* Aim of the task *
Retype all the records below word for word, keeping every line in its original order.

* Material to process *
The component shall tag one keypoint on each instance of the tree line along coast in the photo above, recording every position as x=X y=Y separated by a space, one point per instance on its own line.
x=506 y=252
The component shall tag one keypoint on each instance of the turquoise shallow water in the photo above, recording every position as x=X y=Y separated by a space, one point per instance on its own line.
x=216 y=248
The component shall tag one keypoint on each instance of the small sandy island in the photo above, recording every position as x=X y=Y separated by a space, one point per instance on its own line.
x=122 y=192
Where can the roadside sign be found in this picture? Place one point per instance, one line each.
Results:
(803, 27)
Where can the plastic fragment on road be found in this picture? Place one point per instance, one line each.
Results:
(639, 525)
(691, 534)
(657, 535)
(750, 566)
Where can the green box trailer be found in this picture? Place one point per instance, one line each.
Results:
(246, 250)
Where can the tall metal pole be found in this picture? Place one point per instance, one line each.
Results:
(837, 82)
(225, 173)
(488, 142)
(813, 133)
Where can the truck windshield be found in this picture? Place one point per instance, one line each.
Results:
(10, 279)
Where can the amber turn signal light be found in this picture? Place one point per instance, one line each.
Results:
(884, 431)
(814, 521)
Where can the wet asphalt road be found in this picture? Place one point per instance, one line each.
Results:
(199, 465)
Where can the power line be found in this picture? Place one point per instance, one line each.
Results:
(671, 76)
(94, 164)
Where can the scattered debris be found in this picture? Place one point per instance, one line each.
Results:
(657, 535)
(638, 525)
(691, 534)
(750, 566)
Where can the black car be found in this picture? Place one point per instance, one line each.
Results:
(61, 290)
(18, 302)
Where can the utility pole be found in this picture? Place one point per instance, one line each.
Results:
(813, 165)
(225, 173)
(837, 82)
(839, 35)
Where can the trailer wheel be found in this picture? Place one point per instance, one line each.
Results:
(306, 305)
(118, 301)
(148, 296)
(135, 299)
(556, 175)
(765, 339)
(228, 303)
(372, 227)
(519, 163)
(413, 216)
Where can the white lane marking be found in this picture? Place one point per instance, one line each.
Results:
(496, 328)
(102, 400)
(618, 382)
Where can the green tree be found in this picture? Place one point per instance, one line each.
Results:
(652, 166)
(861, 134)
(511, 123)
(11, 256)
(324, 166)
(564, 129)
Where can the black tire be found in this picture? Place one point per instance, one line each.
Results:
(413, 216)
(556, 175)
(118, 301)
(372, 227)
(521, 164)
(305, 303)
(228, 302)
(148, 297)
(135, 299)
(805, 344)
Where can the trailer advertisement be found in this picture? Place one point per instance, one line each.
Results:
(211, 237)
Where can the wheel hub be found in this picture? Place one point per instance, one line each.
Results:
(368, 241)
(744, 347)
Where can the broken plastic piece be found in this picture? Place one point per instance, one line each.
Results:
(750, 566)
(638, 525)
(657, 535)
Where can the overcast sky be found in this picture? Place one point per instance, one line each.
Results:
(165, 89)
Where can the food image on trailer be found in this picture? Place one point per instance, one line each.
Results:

* Complete output *
The component shall tag one keypoint on each instance of the tree line along coast in the photo above, recording every position as x=X y=Y separated by a space, one point per instance on its own line.
x=506 y=252
The component shall tag one keypoint on each instance of the turquoise shallow water in the photo above, recording every position as x=X y=Y separated by a space, one point per instance on its own line.
x=216 y=248
The component shall tag one keypoint on each instance of the small sandy island in the photo above, recording every position as x=X y=Y separated by a space, one point per instance on its own line.
x=122 y=192
Where can the roadside sign be found in this picture? Place one point per instance, one line each.
Results:
(803, 27)
Where can the plastic fragment on road be found in this picture? Place one point per instance, one line each.
Results:
(639, 525)
(691, 534)
(657, 535)
(750, 566)
Where can the green box trailer be found in this picture? Place one point per instance, one line each.
Results:
(246, 250)
Where can the tall metal pole be found in this picture? Place one point per instance, one line each.
Results:
(837, 82)
(225, 173)
(488, 142)
(813, 133)
Where can the truck windshield be found in this picture? Place one point per instance, one line each.
Results:
(10, 279)
Where can the amber turn signal light be found in this picture? Place one point per instance, one line each.
Results:
(884, 431)
(814, 521)
Where can the wet asphalt road be found in this picture? Place one point per instance, one line each.
Results:
(199, 465)
Where can the power line be found in this picture? Place one point per instance, one line each.
Results:
(671, 76)
(94, 164)
Where can the scattered debris be found in this picture? Place one point per instance, one line each.
Results:
(657, 535)
(638, 525)
(691, 534)
(750, 566)
Where can the black car be found in this picture? Place one point per instance, one line each.
Results:
(61, 290)
(18, 302)
Where can the utility pole be found in this picture? Place one point per instance, one line each.
Results:
(813, 165)
(225, 173)
(837, 82)
(839, 35)
Where can the trailer wheel be found in this picture? Place one point per instance, one line each.
Results:
(306, 305)
(118, 301)
(148, 296)
(135, 299)
(556, 175)
(765, 339)
(228, 303)
(372, 227)
(519, 163)
(413, 216)
Where can the white lane marking be found in this picture? Place one point per instance, one line each.
Results:
(496, 328)
(102, 400)
(618, 382)
Where can the green tree be found in this picture? Place one point per instance, one line each.
Results:
(652, 166)
(861, 134)
(511, 123)
(11, 256)
(324, 166)
(564, 129)
Where can the black tire be found in this picture? Place one point per instance, one line each.
Results:
(413, 216)
(556, 175)
(118, 301)
(372, 227)
(521, 164)
(305, 303)
(228, 302)
(148, 297)
(135, 299)
(805, 344)
Where can the trailer advertisement be found in this picture? Place one point per instance, one line each.
Results:
(211, 237)
Where can the wheel hub be found in this picture? Place one point per instance, one line each.
Results:
(368, 241)
(744, 347)
Where can the broken plastic piece be found in this picture? Place one point per instance, one line each.
Results:
(750, 566)
(638, 525)
(657, 535)
Where can the overcast sky be found in this picture? Place one point per instance, one line each.
Results:
(165, 89)
Where can the food image on trailer be found in this picture? Place one point per instance, one line each.
Results:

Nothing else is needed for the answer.